| GOALS |
1. Using the passage on hedge funds and the credit crisis, answer each question below on its own line.
(a) How many interviews with global macro hedge fund managers make up Inside the House of Money?
(b) What price per barrel was oil pushing midway through 2008?
(c) What share of their (investors') assets did some celebrated household names lose?
2. Continue the passage on hedge funds and the credit crisis, beginning after its final sentence.

| READING TEXT |
=-=-=

Fast forward to today and the world seems ominously close to the one predicted above by an anonymous London-based currency specialist, one of 13 interviews with global macro hedge fund managers that make up
Inside the House of Money. Even midway through 2008, inflation remained the main preoccupation as commodity markets continued to rally and oil was pushing $150 per barrel. But as the subprime crisis became a full-blown international credit, debt and solvency crisis, banks began to teeter on unsustainable levels of leverage and a host of scandals compounded an already pervasive lack of confidence.
As risk assets of all kinds were sold
en masse, the receding tide exposed many hedge funds for what they were: leveraged market beta plays. Although it now seems clear that hedge funds broadly were far less leveraged than the banks, which are now dragging down the real economy, hedge fund performance suffered, with even some celebrated household names losing 50% to 90% of their (investors') assets.

=-=-=

| RECORDS SHOWN |
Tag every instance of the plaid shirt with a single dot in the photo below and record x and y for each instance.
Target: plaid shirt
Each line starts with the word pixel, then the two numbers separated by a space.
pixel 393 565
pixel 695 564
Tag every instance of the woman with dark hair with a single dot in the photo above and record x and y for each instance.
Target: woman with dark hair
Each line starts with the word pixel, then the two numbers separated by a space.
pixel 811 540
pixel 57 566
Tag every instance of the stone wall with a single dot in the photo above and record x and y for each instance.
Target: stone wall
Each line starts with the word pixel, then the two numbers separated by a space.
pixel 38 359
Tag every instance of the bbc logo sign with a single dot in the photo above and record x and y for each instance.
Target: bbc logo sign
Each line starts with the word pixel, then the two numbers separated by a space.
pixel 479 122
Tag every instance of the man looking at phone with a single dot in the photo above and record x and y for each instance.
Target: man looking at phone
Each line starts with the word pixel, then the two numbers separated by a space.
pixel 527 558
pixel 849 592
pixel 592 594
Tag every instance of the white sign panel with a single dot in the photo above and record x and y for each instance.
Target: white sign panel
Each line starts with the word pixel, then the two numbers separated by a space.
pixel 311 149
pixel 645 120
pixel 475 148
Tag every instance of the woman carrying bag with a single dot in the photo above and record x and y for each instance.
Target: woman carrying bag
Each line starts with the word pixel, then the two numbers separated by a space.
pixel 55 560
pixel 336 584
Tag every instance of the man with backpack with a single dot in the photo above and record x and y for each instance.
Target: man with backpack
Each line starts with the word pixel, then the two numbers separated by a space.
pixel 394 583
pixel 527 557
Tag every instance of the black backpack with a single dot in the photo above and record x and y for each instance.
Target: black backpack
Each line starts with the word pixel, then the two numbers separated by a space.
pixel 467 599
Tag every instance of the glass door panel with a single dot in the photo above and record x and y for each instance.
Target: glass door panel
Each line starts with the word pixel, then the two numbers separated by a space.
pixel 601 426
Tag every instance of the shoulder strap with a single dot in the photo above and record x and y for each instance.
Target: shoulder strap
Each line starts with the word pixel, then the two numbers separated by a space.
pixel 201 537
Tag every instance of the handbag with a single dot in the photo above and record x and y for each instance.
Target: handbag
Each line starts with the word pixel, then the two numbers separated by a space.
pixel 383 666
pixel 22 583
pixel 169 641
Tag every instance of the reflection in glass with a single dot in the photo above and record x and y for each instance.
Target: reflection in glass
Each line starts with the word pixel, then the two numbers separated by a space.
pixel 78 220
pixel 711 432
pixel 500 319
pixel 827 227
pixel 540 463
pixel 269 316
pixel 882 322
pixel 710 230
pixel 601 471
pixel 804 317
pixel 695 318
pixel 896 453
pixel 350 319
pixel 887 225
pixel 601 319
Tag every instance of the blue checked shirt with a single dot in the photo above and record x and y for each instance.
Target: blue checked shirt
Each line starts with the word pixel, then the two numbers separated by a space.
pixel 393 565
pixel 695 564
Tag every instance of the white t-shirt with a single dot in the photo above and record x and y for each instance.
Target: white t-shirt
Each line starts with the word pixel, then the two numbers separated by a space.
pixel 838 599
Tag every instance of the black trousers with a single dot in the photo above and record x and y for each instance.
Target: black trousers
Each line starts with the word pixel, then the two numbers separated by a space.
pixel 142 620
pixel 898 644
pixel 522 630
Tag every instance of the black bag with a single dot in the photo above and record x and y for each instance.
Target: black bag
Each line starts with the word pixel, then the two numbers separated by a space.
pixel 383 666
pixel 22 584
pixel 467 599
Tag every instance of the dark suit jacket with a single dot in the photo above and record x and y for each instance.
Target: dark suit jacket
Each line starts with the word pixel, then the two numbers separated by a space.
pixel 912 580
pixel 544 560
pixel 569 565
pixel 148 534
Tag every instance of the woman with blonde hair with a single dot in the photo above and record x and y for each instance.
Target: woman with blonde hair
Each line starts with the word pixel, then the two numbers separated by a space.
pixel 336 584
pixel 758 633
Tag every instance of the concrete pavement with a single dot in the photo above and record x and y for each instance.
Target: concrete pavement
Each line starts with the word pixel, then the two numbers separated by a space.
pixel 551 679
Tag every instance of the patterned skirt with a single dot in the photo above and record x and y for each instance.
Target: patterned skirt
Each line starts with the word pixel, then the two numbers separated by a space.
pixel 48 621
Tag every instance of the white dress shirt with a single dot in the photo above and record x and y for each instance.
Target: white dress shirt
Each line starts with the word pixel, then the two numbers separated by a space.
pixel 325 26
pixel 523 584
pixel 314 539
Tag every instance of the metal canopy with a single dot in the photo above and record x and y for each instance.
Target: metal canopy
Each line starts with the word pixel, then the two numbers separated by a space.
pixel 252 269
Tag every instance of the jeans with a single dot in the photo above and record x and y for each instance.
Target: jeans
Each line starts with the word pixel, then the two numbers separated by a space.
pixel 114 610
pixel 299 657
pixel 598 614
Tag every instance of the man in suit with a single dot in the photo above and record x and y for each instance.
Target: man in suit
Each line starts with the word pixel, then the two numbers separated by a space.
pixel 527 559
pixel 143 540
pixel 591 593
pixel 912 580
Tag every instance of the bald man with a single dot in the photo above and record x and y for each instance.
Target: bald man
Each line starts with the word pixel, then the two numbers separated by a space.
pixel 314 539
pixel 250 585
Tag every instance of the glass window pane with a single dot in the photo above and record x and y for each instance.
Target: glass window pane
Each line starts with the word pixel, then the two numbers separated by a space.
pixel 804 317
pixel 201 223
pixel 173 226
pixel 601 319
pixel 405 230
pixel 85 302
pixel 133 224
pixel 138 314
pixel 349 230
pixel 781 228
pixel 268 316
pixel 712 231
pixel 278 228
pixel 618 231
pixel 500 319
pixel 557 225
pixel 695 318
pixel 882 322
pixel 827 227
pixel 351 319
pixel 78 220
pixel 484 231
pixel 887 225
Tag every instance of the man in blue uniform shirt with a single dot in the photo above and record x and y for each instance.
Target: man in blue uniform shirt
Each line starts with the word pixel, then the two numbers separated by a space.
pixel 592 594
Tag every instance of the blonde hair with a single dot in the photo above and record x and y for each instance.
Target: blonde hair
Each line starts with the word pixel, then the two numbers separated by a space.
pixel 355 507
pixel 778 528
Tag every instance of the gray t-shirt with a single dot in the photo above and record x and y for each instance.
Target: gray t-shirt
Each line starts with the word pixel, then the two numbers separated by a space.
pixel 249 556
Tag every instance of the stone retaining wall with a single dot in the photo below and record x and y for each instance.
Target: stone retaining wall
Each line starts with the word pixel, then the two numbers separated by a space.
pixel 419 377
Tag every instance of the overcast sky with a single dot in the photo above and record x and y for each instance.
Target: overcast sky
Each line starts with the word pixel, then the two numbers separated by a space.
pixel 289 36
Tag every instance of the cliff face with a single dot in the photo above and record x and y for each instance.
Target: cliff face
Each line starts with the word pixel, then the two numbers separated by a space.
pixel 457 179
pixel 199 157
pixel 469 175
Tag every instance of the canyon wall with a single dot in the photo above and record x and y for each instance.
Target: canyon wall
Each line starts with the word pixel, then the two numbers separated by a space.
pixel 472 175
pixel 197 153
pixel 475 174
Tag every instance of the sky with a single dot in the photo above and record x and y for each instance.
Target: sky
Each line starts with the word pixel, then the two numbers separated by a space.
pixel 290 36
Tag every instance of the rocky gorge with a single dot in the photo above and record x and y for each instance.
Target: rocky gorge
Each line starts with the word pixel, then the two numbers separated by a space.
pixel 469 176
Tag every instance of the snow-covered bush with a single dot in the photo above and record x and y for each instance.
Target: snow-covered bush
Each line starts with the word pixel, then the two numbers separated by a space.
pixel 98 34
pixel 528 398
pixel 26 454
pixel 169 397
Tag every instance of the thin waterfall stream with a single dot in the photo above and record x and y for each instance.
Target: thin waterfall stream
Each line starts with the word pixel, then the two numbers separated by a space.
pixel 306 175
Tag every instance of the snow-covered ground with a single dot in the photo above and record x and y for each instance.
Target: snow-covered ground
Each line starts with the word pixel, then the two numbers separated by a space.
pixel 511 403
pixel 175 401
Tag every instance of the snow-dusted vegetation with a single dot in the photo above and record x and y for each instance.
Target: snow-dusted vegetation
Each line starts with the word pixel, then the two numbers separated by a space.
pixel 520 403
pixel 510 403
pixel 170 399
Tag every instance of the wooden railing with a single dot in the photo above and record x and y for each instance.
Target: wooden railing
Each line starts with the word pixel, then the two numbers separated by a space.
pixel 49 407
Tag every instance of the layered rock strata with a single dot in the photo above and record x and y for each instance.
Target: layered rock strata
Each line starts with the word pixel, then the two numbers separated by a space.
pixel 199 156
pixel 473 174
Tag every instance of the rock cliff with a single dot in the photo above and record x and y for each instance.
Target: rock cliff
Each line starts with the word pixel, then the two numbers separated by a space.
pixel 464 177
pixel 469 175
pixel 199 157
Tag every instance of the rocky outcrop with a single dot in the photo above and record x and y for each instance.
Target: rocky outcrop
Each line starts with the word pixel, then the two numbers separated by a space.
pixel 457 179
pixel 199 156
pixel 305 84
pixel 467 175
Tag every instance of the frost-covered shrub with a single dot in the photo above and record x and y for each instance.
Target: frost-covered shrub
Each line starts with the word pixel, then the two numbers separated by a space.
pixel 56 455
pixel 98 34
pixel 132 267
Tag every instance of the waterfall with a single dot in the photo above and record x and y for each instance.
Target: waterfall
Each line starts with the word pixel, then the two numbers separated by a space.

=-=-=

| THE ANSWERS |
1.
(a) 13
(b) $150 per barrel
(c) 50% to 90%

2.
Almost without exception, funds that performed well in the recent environment were funds that understood the global macro picture. Whether a manager called him- or herself equity long/short, fixed income, commodity or other, understanding the broader macro backdrop became paramount.
Contrasted with the top-down, active trading and disciplined risk management focus of most global macro funds, managers focused on bottom-up, longer-term valuation approaches tended to be among those most disappointed, as they decried markets, saying they are "irrational" and "oversold," creating a "perfect storm."
The book's conclusion is simply the famous and now often-cited quote by Keynes: "In the long run, we're all dead." Some markets might in fact be cheap at current levels. But can you stay solvent long enough to capitalize on such "value?" As many managers in the book belabored well before it was fashionable to do so, this game is all about liquidity, liquidity, liquidity.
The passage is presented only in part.